Every line below that holds the word "foot" must be listed.

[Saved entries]
*** Block opens ***

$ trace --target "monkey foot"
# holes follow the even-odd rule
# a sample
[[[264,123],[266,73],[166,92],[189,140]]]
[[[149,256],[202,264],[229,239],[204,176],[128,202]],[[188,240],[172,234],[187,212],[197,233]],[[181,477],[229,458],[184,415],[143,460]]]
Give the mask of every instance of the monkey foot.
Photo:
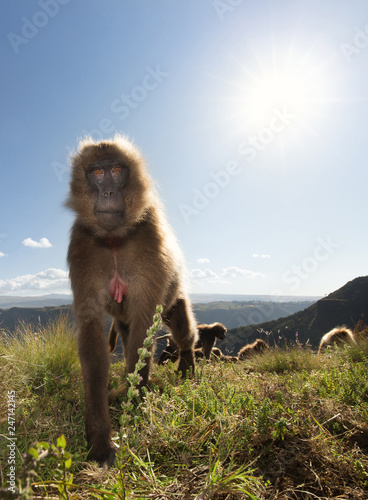
[[[182,378],[194,375],[194,352],[192,350],[180,352],[178,371],[181,372]]]
[[[92,447],[91,451],[88,453],[87,460],[95,460],[98,462],[100,467],[107,465],[112,467],[115,463],[117,448],[111,443],[105,447],[103,450],[98,450],[96,447]]]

*** Block closes ***

▶ Your response
$ trace --target "monkey foot"
Give the mask of every instance of the monkey foot.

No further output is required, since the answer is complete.